**** SOURCE PASSAGE ****

Fresh Pond Seafood in Arlington. (Michele McDonald for The Boston Globe)
By Deborah Kotz Globe Staff
Quick quiz: Which fish has less mercury -- salmon or tuna, or are they both just as likely to be contaminated? If you’re ecologically conscious, is it better to buy farm-raised fish or deplete populations in the wild? If you don’t know the answers to these questions, you’re one of the majority, according to a new study from Harvard Medical School and Brigham and Women’s Hospital which found that consumers are usually given confusing advice when it comes to buying fish.
The paper, published Friday in the journal Environmental Health Perspectives, reviewed information on a host of websites run by government agencies and environmental activist groups and found that consumers who want to know which fish to eat often encounter contradictory advice. (That’s not even taking into account the problem of mislabeled fish, a subject of a recent Globe series.)
“When we started looking, we were unable to find one comprehensive source of advice,” said study leader Dr. Emily Oken, an associate professor of population medicine at Harvard Pilgrim Health Care Institute and Harvard Medical School. “A lot of messages communicated about which fish to eat tend to come from a particular perspective, whether it’s concern for the environment or about risk to pregnant women.”
Often, too, advice aimed at pregnant women -- to curtail their consumption of large fish that could be high in mercury like tuna or swordfish (no, not salmon) -- is taken by the public at large who don’t need to worry as much about mercury, which poses a risk for unborn fetuses whose brains are still developing. The result? Many of us turn away from fish altogether.

****

- **TASK REQUIREMENTS**: Write the next part of the article on confusing advice about which fish to eat, picking up after its last sentence. The material that comes next has nothing to do with the article about fish advice.

**** STORED DATA ****

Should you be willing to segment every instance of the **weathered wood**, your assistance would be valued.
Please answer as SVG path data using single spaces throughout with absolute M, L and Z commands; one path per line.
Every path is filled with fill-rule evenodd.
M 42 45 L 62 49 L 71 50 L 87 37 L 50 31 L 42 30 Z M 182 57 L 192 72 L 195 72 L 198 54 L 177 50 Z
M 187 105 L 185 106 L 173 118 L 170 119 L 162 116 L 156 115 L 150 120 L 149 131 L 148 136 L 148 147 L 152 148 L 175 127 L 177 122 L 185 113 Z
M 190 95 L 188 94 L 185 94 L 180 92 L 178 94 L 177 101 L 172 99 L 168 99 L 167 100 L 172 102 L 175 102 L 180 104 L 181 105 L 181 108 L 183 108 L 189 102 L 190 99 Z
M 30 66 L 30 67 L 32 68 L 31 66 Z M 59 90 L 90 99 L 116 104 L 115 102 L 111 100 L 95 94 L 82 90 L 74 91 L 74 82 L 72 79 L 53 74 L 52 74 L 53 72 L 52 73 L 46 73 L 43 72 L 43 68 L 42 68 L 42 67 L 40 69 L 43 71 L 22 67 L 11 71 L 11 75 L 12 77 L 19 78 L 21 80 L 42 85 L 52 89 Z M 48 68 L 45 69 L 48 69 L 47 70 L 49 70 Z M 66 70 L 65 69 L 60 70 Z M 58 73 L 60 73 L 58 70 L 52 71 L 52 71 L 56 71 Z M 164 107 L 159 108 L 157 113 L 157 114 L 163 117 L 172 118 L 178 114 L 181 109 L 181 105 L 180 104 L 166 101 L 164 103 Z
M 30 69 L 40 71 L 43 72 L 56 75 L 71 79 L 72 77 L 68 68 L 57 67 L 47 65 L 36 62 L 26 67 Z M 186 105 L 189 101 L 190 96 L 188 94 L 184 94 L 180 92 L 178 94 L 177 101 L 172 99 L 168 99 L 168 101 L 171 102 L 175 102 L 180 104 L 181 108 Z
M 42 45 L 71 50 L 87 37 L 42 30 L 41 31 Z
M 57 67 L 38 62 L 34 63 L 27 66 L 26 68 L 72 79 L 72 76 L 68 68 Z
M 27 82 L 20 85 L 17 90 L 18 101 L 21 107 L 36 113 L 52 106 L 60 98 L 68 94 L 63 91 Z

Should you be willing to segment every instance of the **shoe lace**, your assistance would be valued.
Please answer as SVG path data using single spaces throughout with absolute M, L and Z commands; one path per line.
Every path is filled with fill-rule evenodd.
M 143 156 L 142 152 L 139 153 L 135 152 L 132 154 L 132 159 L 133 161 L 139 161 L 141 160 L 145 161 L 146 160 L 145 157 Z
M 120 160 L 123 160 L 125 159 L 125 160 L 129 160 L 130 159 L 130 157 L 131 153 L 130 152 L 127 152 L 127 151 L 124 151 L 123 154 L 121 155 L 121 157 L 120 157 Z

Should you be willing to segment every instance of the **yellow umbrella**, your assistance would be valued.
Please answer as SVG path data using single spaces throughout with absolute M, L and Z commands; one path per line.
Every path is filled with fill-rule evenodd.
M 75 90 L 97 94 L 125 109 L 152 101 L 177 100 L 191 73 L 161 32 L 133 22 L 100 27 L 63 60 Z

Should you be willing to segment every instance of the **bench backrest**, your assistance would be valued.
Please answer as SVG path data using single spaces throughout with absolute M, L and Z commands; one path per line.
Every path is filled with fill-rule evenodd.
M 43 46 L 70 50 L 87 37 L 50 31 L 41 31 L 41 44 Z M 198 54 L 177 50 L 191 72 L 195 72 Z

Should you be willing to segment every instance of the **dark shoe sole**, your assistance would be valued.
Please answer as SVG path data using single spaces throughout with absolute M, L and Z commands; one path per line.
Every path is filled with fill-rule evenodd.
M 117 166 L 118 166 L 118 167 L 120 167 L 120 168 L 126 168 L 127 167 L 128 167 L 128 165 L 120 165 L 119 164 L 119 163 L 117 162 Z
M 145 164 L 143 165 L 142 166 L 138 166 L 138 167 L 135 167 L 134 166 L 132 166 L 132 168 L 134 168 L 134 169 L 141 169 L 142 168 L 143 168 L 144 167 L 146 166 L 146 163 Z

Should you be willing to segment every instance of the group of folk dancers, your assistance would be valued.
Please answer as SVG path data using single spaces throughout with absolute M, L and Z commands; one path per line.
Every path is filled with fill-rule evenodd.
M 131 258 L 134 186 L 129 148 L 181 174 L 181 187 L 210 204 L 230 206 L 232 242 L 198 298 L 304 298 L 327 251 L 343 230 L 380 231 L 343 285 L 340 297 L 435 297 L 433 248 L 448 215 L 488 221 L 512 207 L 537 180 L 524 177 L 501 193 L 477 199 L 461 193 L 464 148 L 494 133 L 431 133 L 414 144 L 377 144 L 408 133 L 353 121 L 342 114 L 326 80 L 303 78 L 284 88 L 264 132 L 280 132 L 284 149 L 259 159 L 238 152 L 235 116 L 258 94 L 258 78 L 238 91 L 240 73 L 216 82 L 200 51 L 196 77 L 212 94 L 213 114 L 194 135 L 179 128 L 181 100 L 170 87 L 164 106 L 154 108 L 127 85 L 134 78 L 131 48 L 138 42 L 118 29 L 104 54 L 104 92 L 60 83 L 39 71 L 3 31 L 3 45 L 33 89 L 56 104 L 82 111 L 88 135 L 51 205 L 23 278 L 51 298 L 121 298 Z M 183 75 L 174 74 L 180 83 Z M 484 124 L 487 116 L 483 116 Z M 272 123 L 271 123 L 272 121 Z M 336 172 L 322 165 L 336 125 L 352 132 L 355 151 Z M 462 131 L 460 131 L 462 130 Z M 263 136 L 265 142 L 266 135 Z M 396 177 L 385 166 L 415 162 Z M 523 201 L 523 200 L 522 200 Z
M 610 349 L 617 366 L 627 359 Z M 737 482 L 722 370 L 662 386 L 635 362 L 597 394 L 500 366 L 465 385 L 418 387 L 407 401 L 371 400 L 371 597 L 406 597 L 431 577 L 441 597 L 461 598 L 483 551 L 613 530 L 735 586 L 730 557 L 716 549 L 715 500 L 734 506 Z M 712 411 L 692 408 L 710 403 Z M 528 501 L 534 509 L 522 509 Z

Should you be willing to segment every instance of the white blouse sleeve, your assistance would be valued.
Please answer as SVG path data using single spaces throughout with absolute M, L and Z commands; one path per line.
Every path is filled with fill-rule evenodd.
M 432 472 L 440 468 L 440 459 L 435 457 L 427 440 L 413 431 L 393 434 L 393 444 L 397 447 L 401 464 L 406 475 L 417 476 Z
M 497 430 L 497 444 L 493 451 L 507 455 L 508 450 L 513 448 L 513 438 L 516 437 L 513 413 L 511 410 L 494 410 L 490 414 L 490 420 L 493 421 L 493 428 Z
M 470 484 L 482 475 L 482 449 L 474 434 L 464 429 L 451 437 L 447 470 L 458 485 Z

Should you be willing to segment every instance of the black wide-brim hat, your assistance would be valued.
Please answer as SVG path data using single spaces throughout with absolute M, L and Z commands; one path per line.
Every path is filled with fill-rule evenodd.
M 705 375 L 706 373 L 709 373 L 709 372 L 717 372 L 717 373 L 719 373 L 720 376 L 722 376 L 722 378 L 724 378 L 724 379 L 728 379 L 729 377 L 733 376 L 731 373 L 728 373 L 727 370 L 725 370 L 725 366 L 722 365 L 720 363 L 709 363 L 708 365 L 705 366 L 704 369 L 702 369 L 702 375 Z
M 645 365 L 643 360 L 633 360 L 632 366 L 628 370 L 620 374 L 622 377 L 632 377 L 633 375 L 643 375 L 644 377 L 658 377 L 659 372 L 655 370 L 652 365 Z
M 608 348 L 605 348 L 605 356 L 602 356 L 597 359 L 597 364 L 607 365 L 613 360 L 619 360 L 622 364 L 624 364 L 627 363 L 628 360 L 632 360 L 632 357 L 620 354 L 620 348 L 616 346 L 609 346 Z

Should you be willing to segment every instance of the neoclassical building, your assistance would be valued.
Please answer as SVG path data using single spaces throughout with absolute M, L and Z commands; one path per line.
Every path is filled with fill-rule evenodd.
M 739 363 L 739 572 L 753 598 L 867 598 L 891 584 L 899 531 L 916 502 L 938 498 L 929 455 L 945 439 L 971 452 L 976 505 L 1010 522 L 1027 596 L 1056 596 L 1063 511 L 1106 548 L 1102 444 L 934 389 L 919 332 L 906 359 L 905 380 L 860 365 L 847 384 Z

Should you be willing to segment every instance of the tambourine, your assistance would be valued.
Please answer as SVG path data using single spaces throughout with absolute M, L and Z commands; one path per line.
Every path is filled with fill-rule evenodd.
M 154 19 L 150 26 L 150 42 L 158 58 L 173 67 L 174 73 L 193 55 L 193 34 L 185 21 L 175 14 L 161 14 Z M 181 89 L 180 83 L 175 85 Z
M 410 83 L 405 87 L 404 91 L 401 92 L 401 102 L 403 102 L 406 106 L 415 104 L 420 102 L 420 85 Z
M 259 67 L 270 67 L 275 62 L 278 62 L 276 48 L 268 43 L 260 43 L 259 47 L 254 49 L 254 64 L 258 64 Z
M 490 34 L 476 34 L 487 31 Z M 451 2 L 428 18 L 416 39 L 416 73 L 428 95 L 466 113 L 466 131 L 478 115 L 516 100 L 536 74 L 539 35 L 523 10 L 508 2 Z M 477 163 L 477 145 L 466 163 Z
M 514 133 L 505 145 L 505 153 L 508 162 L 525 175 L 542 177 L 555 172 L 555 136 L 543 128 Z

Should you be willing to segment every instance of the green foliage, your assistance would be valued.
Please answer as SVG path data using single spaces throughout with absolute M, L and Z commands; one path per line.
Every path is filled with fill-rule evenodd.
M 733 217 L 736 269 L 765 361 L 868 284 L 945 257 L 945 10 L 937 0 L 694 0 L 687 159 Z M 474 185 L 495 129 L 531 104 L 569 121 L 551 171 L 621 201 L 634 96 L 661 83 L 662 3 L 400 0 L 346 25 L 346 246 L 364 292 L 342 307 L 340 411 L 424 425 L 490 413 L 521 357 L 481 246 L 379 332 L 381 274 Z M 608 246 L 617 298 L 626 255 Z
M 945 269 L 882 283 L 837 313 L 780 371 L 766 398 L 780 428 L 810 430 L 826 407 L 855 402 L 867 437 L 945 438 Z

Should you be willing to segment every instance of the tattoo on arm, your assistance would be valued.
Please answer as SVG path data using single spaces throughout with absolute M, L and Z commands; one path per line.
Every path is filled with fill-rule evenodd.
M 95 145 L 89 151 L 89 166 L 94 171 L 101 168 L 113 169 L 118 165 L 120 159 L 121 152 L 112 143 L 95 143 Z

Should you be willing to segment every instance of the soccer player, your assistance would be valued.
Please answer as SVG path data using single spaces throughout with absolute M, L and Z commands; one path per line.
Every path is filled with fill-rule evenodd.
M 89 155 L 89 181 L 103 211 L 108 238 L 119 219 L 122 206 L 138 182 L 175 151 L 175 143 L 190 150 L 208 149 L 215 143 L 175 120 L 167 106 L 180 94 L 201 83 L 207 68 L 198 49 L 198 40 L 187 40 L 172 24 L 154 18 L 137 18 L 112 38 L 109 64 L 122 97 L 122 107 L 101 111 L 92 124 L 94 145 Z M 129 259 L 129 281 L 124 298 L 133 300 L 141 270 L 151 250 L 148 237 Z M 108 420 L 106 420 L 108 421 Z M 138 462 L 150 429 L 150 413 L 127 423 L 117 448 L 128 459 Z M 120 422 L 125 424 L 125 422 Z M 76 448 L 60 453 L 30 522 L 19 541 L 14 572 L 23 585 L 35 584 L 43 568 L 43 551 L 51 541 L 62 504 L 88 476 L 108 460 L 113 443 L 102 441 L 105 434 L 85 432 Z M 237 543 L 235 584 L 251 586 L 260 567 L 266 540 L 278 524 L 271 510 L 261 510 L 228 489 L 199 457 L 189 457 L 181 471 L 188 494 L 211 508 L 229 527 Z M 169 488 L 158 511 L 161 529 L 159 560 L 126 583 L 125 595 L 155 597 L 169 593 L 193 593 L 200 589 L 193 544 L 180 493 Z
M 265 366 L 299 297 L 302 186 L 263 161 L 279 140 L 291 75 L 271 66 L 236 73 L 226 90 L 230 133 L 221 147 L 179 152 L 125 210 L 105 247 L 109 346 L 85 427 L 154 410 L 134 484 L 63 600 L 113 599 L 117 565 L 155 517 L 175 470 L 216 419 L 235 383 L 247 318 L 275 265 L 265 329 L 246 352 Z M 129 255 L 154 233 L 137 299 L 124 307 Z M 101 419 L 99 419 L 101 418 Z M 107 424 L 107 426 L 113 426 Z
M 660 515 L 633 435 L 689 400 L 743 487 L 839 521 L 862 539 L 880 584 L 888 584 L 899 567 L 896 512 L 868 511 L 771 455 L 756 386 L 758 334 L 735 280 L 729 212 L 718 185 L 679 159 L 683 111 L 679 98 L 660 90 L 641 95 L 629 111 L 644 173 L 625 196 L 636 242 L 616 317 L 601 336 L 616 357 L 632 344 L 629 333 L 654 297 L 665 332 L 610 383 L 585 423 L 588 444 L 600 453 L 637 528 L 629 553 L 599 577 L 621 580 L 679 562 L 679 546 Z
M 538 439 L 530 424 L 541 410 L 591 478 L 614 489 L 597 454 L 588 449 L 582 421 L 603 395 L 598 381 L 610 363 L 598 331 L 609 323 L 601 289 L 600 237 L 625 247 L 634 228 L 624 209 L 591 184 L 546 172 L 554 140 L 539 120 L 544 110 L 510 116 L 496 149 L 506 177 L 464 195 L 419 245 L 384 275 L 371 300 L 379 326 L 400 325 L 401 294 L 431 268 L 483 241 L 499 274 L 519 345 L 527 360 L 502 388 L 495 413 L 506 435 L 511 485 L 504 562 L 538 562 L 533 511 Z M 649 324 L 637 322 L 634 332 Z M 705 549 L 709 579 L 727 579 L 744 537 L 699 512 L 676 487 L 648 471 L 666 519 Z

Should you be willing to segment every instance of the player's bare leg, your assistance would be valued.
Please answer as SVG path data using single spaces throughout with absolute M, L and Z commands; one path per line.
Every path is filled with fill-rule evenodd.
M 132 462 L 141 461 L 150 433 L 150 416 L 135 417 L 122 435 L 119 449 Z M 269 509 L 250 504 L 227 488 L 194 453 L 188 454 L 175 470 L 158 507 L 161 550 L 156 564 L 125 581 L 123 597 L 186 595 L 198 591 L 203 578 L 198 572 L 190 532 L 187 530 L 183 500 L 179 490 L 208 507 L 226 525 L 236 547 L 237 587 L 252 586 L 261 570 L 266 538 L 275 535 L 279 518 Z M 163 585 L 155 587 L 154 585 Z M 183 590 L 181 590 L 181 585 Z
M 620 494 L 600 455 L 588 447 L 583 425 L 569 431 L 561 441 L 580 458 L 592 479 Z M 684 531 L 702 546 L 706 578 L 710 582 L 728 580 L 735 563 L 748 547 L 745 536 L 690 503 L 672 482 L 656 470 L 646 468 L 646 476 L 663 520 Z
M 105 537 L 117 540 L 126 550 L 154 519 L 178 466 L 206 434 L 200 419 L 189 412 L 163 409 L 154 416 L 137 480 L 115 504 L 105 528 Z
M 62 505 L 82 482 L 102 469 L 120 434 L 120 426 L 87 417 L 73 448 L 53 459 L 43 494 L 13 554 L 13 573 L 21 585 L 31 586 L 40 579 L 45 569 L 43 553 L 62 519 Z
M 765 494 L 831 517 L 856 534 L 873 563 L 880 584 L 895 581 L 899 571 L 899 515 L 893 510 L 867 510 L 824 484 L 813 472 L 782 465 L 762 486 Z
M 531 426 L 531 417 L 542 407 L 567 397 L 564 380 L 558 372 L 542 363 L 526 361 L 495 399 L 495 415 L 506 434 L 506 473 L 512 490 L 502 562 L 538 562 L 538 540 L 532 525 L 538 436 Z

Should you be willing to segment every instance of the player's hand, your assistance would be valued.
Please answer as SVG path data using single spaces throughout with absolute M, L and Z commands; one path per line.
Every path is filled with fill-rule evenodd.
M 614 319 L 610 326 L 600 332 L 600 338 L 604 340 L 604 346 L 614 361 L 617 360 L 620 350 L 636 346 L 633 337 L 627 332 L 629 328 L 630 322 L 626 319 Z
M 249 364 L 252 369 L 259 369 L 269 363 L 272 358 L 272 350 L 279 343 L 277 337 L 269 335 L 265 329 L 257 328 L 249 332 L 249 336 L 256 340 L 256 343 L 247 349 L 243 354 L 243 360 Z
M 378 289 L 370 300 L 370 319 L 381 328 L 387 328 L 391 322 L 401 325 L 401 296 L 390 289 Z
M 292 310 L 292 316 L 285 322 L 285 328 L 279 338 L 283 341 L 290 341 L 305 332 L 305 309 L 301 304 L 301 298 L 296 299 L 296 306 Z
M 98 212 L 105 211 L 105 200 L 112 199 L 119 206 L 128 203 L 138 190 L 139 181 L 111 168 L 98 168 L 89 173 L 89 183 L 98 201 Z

****

- **EXERCISE ANSWER**:
In the paper, Oken and her colleagues recommended that the government should develop one comprehensive website to describe the multiple impacts of fish consumption including the beneficial effects of fatty acids on the brain as well as types of fish most likely to contain high levels of pollutants like mercury or PCB’s. They’d also like to see attention paid to environmental consequences.
“Which is the ecological better fish, farm raised or those caught in the wild? It varies, and a lot depends on where it’s caught,” said Oken. “There’s no general rule of thumb.”
Oken and her co-authors urged the federal government to develop “a list of fish to eat, and those to minimize or avoid, that considers these multiple perspectives and not solely the health effects of contaminants and nutrients.”
In the meantime, Oken recommended looking for seafood certified by such organization as the Blue Ocean Institute as being caught through ethical practices in waters that are less polluted. She also recommended turning to coastal state websites like Maine, Massachusetts, and Washington, for the best advice on which fish to buy.